• [Tekst źródłowy]
2009-05-13 19:58:31

Benedykt XVI w Ziemi Świętej: dzień szósty – podsumowanie


Powitanie w Betlejem

Chociaż Betlejem leży zaledwie osiem kilometrów od Jerozolimy, jadąc tu, trzeba przekroczyć granicę. Miasto znajduje się na terytorium Autonomii Palestyńskiej. Odgradza je od Izraela wysoki mur i zasieki. W sytuacji niepewności papieska wizyta wywołała euforię, umocniła tak kruchą tu nadzieję – mówi o. Jerzy Kraj, gwardian franciszkanów z Betlejem.

Benedykt XVI wjechał na tereny Autonomii Palestyńskiej przez Bramę Grobu Racheli. Przed swym pałacem w Betlejem jako posłańca pokoju powitał go prezydent Autonomii Mahmoud Abbas. Przedstawił trudną sytuację swego narodu, podkreślając, że jest to lud pokoju, który pokoju łaknie. Przytoczył przysłowiowe przekonanie Palestyńczyków, uważających, że jeżeli ktoś nie lubi innych, nie kocha Boga. Papieska obecność jest znakiem nadziei na przyszłość bez murów, zasieków i podziałów. Czas, aby przeważył pokój i miłość – podkreślił, witając Papieża, Abu Mazen.

Po ceremonii powitania Benedykt XVI, już w papamobile, wyruszył na ulice Betlejem. Miasto narodzin Chrystusa ozdobiono palestyńskimi i watykańskimi flagami. Na latarniach plakaty Abu Mazena i Benedykta XVI. Ulice przejazdu jednak opróżniono nawet z samochodów, a papieskiego bezpieczeństwa dodatkowo strzegli gęsto rozstawieni żołnierze.

Papież do Palestyńczyków: nadzieja na suwerenną ojczyznę i dostęp do miejsc świętych

Wiem, ile wycierpieliście i nadal cierpicie – zapewnił Benedykt XVI. W przemówieniu powitalnym podkreślił, że jest to wizyta solidarności.

• [Cel 1]
W rekordach, od wiersza zawierającego „man's mouth -> mask for every instance” aż do wiersza zawierającego „120], [112, 116]]” włącznie, zastąp „even-odd” przez „nonzero”, a resztę pozostaw bez zmian. Podaj tylko te wiersze.
Tekst i rekordy nie mają ze sobą żadnego związku.

• [Materiał do ćwiczenia]

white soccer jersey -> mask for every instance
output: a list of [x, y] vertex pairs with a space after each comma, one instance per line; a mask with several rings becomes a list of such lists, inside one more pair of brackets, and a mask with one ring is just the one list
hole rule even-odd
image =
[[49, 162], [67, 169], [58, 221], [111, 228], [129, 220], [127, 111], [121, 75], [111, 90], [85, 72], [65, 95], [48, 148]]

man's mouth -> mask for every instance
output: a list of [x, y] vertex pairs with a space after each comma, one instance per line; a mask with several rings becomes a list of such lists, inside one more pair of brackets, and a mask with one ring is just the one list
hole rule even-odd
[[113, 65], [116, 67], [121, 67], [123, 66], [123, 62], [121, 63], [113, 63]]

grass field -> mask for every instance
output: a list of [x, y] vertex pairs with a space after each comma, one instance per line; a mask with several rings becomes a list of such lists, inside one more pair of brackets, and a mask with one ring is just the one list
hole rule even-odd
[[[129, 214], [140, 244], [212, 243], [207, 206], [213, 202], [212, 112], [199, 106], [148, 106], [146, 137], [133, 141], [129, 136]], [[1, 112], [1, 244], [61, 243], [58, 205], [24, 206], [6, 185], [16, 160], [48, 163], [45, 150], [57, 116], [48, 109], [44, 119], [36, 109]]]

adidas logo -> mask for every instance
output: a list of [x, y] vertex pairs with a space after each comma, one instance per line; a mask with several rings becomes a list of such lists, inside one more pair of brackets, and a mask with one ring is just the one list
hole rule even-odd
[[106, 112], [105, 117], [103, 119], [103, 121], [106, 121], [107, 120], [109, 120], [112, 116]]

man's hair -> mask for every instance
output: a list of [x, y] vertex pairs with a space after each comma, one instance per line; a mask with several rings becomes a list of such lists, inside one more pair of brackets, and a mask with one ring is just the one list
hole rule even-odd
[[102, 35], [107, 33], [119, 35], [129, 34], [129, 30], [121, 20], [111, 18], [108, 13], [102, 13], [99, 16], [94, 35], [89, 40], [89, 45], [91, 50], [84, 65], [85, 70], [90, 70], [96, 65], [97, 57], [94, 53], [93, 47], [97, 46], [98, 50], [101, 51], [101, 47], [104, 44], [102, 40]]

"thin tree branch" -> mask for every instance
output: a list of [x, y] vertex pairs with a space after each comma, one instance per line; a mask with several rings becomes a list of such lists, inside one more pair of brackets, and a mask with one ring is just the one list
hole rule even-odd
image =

• [Cel 2]
Przez którą bramę Benedykt XVI wjechał na tereny Autonomii Palestyńskiej według tekstu o wizycie papieża w Betlejem?

• [Rozwiązanie 1]
man's mouth -> mask for every instance
output: a list of [x, y] vertex pairs with a space after each comma, one instance per line; a mask with several rings becomes a list of such lists, inside one more pair of brackets, and a mask with one ring is just the one list
hole rule nonzero
[[113, 65], [116, 67], [121, 67], [123, 66], [123, 62], [121, 63], [113, 63]]

grass field -> mask for every instance
output: a list of [x, y] vertex pairs with a space after each comma, one instance per line; a mask with several rings becomes a list of such lists, inside one more pair of brackets, and a mask with one ring is just the one list
hole rule nonzero
[[[129, 214], [140, 244], [212, 243], [207, 206], [213, 202], [212, 112], [199, 106], [148, 106], [146, 137], [133, 141], [129, 136]], [[1, 112], [1, 244], [61, 243], [58, 205], [24, 206], [6, 185], [16, 160], [48, 163], [45, 150], [57, 116], [48, 109], [44, 119], [36, 109]]]

adidas logo -> mask for every instance
output: a list of [x, y] vertex pairs with a space after each comma, one instance per line; a mask with several rings becomes a list of such lists, inside one more pair of brackets, and a mask with one ring is just the one list
hole rule nonzero
[[106, 112], [105, 117], [103, 119], [103, 121], [106, 121], [107, 120], [109, 120], [112, 116]]

• [Rozwiązanie 2]
Przez Bramę Grobu Racheli.